## DATA TO PROCESS
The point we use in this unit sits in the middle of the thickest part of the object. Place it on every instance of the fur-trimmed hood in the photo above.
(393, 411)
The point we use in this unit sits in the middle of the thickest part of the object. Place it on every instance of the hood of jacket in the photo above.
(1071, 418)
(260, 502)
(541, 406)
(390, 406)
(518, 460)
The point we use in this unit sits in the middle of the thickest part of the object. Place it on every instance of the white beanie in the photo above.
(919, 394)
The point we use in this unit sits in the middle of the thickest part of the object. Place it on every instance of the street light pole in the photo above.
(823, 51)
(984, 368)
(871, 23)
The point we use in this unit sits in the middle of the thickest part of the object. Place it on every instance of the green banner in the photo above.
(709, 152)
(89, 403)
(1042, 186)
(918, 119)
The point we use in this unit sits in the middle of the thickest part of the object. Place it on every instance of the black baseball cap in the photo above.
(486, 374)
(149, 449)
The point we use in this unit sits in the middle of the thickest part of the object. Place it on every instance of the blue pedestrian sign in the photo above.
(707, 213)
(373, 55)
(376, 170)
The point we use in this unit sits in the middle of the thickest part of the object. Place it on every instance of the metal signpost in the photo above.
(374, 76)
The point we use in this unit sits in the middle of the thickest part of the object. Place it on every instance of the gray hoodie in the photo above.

## WHAT YOU HAVE TO DO
Return every one of the items above word for word.

## RESULT FOR THIS EXERCISE
The point we use in this unit sits in the middle of the thickest part of the object. Place it on every instance of the fur-trimmed hood in the photo above.
(393, 411)
The point we use in this unit sits in the middle of the thickest part of the object. Place it on every instance of the hood of jacket in the photo above.
(1071, 418)
(260, 502)
(541, 406)
(390, 406)
(518, 460)
The point we use in this unit sits in the middle of the thickest part of the object. Place it on every instance of the white beanie in the photo above.
(919, 394)
The point we use in this unit sits in the middle of the thickest part of the object. Place it on every instance of the street light pole in the photo above.
(823, 51)
(984, 368)
(871, 23)
The point we use in this unit sits in the middle of the thickest part of the object. Place it on every instance of the green banner in the photo above.
(709, 152)
(89, 403)
(1042, 186)
(918, 119)
The point we use in this unit sits in the middle of the thickest part of the object. Place it on every instance of the black baseball cap in the photo above.
(486, 374)
(149, 449)
The point we use in this unit sits in the middle of the thickest part of the object. Place it on every instance of the blue pedestrian sign in the photo above.
(707, 213)
(373, 55)
(376, 170)
The point we use in this unit sits in the middle of the thickest part of the object. Place it on every instance of the metal signpost in the photo above.
(374, 76)
The point we use in this unit sits in the middle of the thickest part of the object. Place it on every instance of the gray hoodie in the photo above.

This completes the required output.